━━━ BLOCCO DI TESTO ━━━

# 2) I grandi capitani: P.Maldini, Baresi, Rivera, C.Maldini, Liedholm



## Il Re dell'Est (27 Marzo 2014)

Secondo appuntamento con la Hall of Fame. I grandi capitani della storia rossonera... condottieri e leader senza tempo.

Video Documentario

Buona visione!

*Link:* Watch Videos Online | 2. I Grandi Capitani (P.Maldini, Baresi, Rivera, C.Maldini, Liedholm) | Veoh.com


----------



## Renegade (21 Aprile 2015)

A pensare che quella fascia è detenuta da Montolivo ad oggi...

Sarebbe ora di ridarla ad uno straniero (Lopez, l'unico in rosa che può indossarla senza vergogna)


----------



## Serginho (21 Aprile 2015)

Renegade ha scritto:


> A pensare che quella fascia è detenuta da Montolivo ad oggi...
> 
> Sarebbe ora di ridarla ad uno straniero (Lopez, l'unico in rosa che può indossarla senza vergogna)



Bisognerebbe darla a qualcuno che ha veramente carisma e leadership in mezzo al campo, non a parole. Poi che sia italiano o straniero poco importa


----------



## mistergao (15 Maggio 2015)

Tra tutti questi grandi capitani, ritengo che il più grande sia stato Gianni Rivera. Non solo per la lunga militanza milanista, per quello che ha vinto o che ha fatto, ma soprattutto per quello che a metà anni '70 ha avuto il coraggio di dire, venendone ovviamente puntio, in quanto questo è un paese di ipocriti. le parole hanno un peso, cosa che Rivera ha sempre saputo e, da persone intelligente (quale è) ha deciso di adeguarsi alla modernità aprendo un canale Youtube, che si chiama semplicemente Gianni Rivera.
L'ha aperto 3 giorni fa, per ora c'è su poco, ma penso che il personaggio troverà il modo di dire tante cose interessanti.


----------



## devils milano (28 Giugno 2015)

Ballottaggio Baresi Rivera...cmq propendo per IL CAPITANO..Franco Baresi


----------



## mistergao (27 Agosto 2015)

Ma dopo aver scritto tanto di gente che mai lascerà un segno (tipo Balotelli), non vogliamo dedicare un pensiero a Baresi? Dai, ragazzi, facciamolo andando a rivederci il suo ultimo gol segnato in Serie A, in Padova-Milan 1-2 del 27 Agosto 1995, esattamente venti anni fa.


----------



## tifoso evorutto (27 Agosto 2015)

Il Re dell'Est ha scritto:


> Secondo appuntamento con la Hall of Fame. I grandi capitani della storia rossonera... condottieri e leader senza tempo.
> 
> Video Documentario
> 
> ...



Il documentario è incompleto, manca Montolivo.


----------



## wildfrank (27 Agosto 2015)

━━━ INSIEME DI DATI ━━━

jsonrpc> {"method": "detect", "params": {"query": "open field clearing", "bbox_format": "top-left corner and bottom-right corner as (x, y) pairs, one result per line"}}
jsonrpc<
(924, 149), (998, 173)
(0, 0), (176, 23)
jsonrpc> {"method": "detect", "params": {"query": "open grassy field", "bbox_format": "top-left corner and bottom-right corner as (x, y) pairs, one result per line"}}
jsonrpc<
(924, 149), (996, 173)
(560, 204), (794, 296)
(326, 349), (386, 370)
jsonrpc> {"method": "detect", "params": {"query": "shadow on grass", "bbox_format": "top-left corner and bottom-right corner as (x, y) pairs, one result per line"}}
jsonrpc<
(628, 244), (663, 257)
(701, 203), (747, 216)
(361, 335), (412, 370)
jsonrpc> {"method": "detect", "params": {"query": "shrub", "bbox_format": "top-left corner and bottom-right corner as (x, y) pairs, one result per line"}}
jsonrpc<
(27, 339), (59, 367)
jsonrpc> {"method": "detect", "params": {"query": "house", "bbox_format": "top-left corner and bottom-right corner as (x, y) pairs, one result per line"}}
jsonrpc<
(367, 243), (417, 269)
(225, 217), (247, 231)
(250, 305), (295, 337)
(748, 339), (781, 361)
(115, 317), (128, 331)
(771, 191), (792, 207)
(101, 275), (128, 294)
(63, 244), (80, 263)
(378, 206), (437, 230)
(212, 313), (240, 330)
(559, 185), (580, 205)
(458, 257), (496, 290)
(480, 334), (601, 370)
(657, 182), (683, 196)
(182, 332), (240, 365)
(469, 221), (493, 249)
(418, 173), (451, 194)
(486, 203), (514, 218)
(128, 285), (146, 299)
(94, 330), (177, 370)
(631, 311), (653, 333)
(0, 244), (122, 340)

━━━

• _OBIETTIVO DICHIARATO 1_
Rispondi a queste domande sulla discussione sui capitani rossoneri:
(a) Secondo Renegade, a quale giocatore della rosa andrebbe ridata la fascia?
(b) Che nome ha il canale Youtube aperto da Rivera?
(c) In quale partita Baresi segnò il suo ultimo gol in Serie A?
• _OBIETTIVO DICHIARATO 2_
Trascrivi dalla discussione sui capitani rossoneri il passo che comincia con "Bisognerebbe darla a" e termina con "tante cose interessanti.".

• _RISPOSTA CORRETTA 1_
(a) A Lopez, l'unico in rosa che può indossarla senza vergogna.
(b) Gianni Rivera.
(c) In Padova-Milan 1-2 del 27 agosto 1995.

• _RISPOSTA CORRETTA 2_
Bisognerebbe darla a qualcuno che ha veramente carisma e leadership in mezzo al campo, non a parole. Poi che sia italiano o straniero poco importa


----------



## mistergao (15 Maggio 2015)

Tra tutti questi grandi capitani, ritengo che il più grande sia stato Gianni Rivera. Non solo per la lunga militanza milanista, per quello che ha vinto o che ha fatto, ma soprattutto per quello che a metà anni '70 ha avuto il coraggio di dire, venendone ovviamente puntio, in quanto questo è un paese di ipocriti. le parole hanno un peso, cosa che Rivera ha sempre saputo e, da persone intelligente (quale è) ha deciso di adeguarsi alla modernità aprendo un canale Youtube, che si chiama semplicemente Gianni Rivera.
L'ha aperto 3 giorni fa, per ora c'è su poco, ma penso che il personaggio troverà il modo di dire tante cose interessanti.